Senden sonra 12 şehir gezdim. 8 kilo verdim. Saçlarımı kaç kez kestim. Kaç kez sakal bıraktım, geri kestim tekrar bıraktım. Dünya bilmem kaç 365 günde bilmem kaçıncı dönümünü tamamladı. İhtilal oldu. Barış gelmedi. Savaş bitmedi. Seni özledim. İltica edecek tek yer bulamadım. Gittiğim her yerde senden bir nefes bıraktım. Belki yürürsün aynı sokakta. Ayak izime denk düşer ayak izin. Belki saçına değer nefes. Belki sen de bir gün özlersin diye, seni uzakta bıraktım. Seni uğurladım. Sana kavuştum. Seni terkettim. Bilmem kaç kilometre yol gittim. Dünya ekseninden 12 cm kaydı. Sen göğüs kafesimden milim kaymadın.
Tiktokçular daha çok saçma sözleri olan ve youtuberların çıkardıkları şarkıları kullanıyorlar. Bu şarkıyı bilmediklerine dair bahse girerim. İçin rahat olsun :)

§

# [Yapılacaklar]
1. Aşağıdaki listede "line" sözcüğünü içeren satırları sayınız ve yalnızca bu sayıyı yazınız.
2. Yukarıdaki alıntı metni kaldığı yerden sürdürünüz.

§

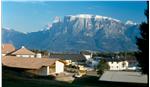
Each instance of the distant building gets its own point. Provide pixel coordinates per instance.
(24, 52)
(122, 63)
(88, 55)
(7, 49)
(37, 66)
(74, 59)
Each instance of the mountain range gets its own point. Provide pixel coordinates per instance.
(75, 33)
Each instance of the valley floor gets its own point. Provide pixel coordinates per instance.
(12, 80)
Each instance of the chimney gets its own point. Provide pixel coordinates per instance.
(38, 55)
(22, 47)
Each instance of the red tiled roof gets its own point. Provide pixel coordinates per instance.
(27, 63)
(23, 51)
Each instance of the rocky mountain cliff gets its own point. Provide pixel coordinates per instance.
(79, 32)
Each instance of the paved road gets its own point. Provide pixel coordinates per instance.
(124, 76)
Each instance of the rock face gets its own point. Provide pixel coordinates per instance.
(79, 32)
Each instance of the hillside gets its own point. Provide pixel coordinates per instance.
(74, 33)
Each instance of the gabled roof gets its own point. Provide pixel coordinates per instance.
(23, 51)
(73, 57)
(26, 63)
(7, 48)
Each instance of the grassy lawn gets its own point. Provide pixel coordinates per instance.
(13, 80)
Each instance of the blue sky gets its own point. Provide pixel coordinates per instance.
(34, 15)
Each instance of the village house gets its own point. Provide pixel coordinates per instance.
(26, 60)
(7, 49)
(24, 53)
(88, 55)
(70, 59)
(37, 66)
(122, 63)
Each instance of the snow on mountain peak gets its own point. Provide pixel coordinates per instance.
(89, 16)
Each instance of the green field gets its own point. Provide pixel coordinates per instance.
(11, 79)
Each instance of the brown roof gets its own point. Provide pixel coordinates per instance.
(23, 51)
(26, 63)
(7, 48)
(73, 57)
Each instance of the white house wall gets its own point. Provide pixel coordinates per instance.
(25, 56)
(59, 67)
(118, 65)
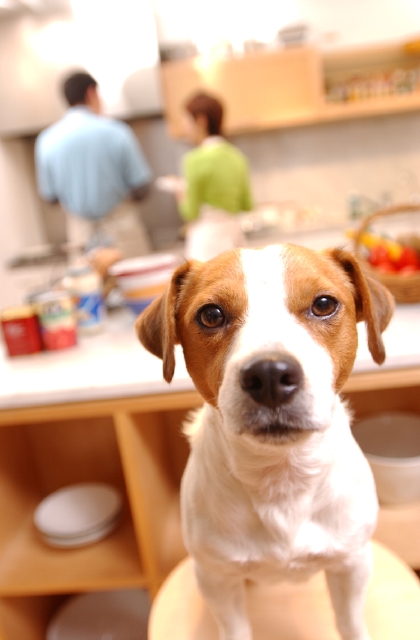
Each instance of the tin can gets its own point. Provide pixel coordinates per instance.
(85, 286)
(20, 329)
(57, 320)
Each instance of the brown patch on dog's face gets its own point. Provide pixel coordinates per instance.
(308, 277)
(219, 282)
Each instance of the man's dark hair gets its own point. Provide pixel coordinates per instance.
(209, 106)
(75, 87)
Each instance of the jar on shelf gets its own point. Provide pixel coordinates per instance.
(86, 287)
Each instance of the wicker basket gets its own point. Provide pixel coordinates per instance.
(405, 289)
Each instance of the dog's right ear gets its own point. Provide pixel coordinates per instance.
(156, 325)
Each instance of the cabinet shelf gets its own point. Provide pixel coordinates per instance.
(138, 447)
(30, 567)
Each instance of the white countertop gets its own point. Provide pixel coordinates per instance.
(113, 364)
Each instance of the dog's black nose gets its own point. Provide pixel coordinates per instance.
(272, 380)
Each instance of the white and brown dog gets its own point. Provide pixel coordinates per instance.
(275, 486)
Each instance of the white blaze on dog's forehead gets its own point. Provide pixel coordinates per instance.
(269, 325)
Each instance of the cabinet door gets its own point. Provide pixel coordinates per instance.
(260, 90)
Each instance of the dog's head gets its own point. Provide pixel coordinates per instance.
(269, 335)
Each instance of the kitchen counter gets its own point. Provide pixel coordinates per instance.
(113, 364)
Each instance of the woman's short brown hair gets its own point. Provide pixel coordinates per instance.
(209, 106)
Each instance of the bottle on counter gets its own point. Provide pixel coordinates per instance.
(86, 287)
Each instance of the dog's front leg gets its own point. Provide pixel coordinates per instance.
(347, 589)
(225, 597)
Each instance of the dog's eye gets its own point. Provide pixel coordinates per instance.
(211, 316)
(324, 306)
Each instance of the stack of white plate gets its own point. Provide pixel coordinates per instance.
(78, 514)
(108, 615)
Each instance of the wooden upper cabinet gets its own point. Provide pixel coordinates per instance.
(260, 90)
(302, 85)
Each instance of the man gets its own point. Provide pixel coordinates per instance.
(94, 167)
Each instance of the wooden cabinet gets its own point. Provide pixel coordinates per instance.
(290, 87)
(135, 444)
(260, 90)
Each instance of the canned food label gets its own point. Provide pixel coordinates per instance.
(90, 310)
(58, 326)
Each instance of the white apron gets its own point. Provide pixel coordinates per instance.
(215, 231)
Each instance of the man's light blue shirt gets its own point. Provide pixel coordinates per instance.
(89, 163)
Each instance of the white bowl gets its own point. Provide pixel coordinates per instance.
(78, 510)
(143, 265)
(391, 443)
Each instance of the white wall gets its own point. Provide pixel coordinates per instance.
(340, 22)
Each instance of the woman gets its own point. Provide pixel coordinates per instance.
(217, 185)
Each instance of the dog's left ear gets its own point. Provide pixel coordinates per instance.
(374, 303)
(156, 325)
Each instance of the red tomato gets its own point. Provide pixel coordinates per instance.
(386, 266)
(408, 270)
(378, 254)
(408, 258)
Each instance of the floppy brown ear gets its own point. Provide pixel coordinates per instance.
(374, 303)
(156, 325)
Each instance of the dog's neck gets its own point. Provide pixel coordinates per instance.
(269, 471)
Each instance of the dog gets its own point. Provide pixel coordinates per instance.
(275, 486)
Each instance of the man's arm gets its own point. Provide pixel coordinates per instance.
(136, 172)
(43, 175)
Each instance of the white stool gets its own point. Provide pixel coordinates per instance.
(293, 611)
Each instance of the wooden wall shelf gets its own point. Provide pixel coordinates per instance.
(286, 88)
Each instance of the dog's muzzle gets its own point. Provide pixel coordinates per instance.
(272, 380)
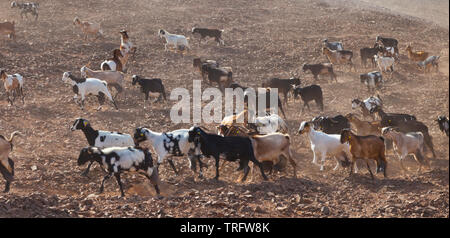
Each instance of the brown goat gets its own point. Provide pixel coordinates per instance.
(366, 147)
(364, 128)
(416, 55)
(8, 28)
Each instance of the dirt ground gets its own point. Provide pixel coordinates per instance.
(263, 39)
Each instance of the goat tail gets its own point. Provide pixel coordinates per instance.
(14, 134)
(163, 91)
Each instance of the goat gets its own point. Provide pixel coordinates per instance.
(150, 85)
(126, 47)
(431, 61)
(267, 97)
(310, 93)
(8, 28)
(232, 147)
(443, 124)
(373, 80)
(333, 45)
(89, 28)
(384, 63)
(338, 56)
(167, 145)
(392, 119)
(368, 105)
(120, 159)
(204, 32)
(13, 85)
(88, 86)
(366, 147)
(320, 69)
(387, 42)
(114, 63)
(198, 64)
(364, 128)
(330, 125)
(283, 85)
(416, 55)
(413, 126)
(268, 124)
(25, 8)
(113, 78)
(368, 53)
(223, 76)
(325, 145)
(173, 40)
(271, 148)
(7, 164)
(100, 139)
(405, 144)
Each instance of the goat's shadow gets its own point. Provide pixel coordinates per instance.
(393, 184)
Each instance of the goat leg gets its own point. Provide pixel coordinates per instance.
(103, 182)
(86, 171)
(173, 166)
(117, 175)
(370, 171)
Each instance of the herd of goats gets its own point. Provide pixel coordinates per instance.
(262, 140)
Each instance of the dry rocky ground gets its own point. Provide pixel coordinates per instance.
(263, 39)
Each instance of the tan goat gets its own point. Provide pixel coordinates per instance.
(13, 85)
(416, 55)
(405, 144)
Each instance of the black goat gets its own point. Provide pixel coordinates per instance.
(310, 93)
(232, 147)
(150, 85)
(283, 85)
(331, 125)
(443, 124)
(368, 53)
(320, 69)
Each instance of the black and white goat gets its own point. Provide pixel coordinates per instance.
(101, 139)
(368, 105)
(167, 145)
(88, 86)
(373, 80)
(310, 93)
(232, 148)
(150, 86)
(25, 8)
(120, 159)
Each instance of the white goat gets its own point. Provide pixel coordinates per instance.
(88, 86)
(173, 40)
(167, 144)
(100, 139)
(326, 145)
(269, 124)
(113, 78)
(405, 144)
(384, 62)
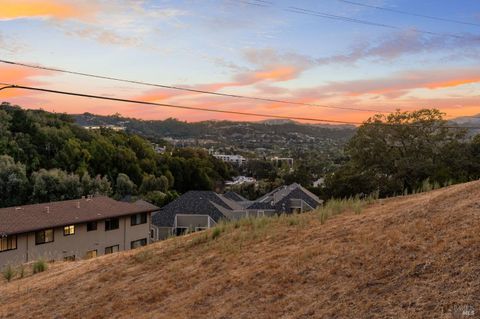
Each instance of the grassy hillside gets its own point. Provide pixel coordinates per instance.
(408, 257)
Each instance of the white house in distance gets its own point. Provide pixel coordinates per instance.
(234, 159)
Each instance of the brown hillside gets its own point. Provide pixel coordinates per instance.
(408, 257)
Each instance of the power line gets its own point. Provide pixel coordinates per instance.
(187, 89)
(99, 97)
(326, 15)
(12, 86)
(409, 13)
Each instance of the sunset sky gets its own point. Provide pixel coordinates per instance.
(251, 47)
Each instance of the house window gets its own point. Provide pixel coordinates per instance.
(69, 230)
(8, 243)
(91, 226)
(111, 224)
(138, 219)
(112, 249)
(44, 236)
(69, 258)
(138, 243)
(91, 254)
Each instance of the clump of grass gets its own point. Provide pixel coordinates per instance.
(8, 273)
(199, 239)
(337, 206)
(143, 256)
(21, 271)
(216, 232)
(39, 266)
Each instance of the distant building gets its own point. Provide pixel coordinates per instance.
(287, 160)
(112, 127)
(73, 229)
(199, 210)
(159, 149)
(240, 180)
(233, 159)
(319, 182)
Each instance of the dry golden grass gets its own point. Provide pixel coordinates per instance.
(408, 257)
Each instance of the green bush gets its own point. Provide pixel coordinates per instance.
(8, 273)
(216, 232)
(39, 266)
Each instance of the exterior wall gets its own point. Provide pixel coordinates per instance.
(77, 244)
(161, 233)
(193, 221)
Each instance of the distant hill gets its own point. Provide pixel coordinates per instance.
(406, 257)
(270, 137)
(469, 121)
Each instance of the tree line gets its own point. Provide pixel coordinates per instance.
(399, 153)
(46, 156)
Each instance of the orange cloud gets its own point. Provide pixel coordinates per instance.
(283, 73)
(15, 9)
(13, 75)
(451, 83)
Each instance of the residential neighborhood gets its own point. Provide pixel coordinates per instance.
(199, 210)
(239, 159)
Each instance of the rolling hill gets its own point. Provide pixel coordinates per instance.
(415, 256)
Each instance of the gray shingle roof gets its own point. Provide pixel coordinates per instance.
(221, 206)
(192, 202)
(279, 198)
(235, 197)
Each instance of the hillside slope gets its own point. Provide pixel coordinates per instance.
(408, 257)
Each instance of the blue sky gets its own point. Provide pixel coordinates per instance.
(236, 47)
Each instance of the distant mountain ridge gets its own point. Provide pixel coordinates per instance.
(268, 137)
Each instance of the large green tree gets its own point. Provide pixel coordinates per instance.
(399, 151)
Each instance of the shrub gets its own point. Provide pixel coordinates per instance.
(143, 256)
(39, 266)
(8, 273)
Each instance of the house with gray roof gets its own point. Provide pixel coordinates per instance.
(199, 210)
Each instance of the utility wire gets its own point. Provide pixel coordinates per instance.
(175, 106)
(187, 89)
(326, 15)
(413, 14)
(99, 97)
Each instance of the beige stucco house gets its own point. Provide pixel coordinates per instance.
(73, 229)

§

# [Görev Yanıtları]
1. 2

2.
Daha dün benden ayrıldı. Bu şarkıyla arabada gezerken saçlarının savrulusunu izlemek hayaliyle yaşarken.. Unutabilcegimi pek düşünmüyorum ama 1 2 ay sonra beğenir misiniz döndüğümde acaba unutmuş olacak miyim... Siz siz olun sevmeyin arkadaşlar aşktır sevmektir bunlar acıdan başka bisey vermiyor ne kadar değer verirseniz verin karşınızdaki insanın gözünde değeriniz 0. Sevecekseniz kendinizi sevin. Ve sizi haketmediginizi düşündüğünüz insanlardan uzak durun. Düzenleme: 07.07.2021 Ayrılalı 5 aydan fazla oldu değişen birşey olmadı :)
Gözler: bulanik Manzara : tavan Umut : direniyor Mekan : karanlik bir oda Uyku : yok Zaman : gecenin en koyu hali Hayaller : imkansiz Kalp : kırık Kafa : dusuncelerle dolu
Yorumları okurken fark ettim, herkes sevgisini, sevdiğini öyle güzel yaslamış ki gönlüne. Ben buraya hiç bir şeyi anlatamayacak kadar içime çekmişim seni.
Düşünsenize gece yarısı olmuş. Odanızdasınız. Kulağınızda kulaklık huzurlu bir biçimde bu güzel şarkıyı dinliyorsunuz. İştr ben tam o anı yaşıyorum. Bence huzur dediğin şey budur.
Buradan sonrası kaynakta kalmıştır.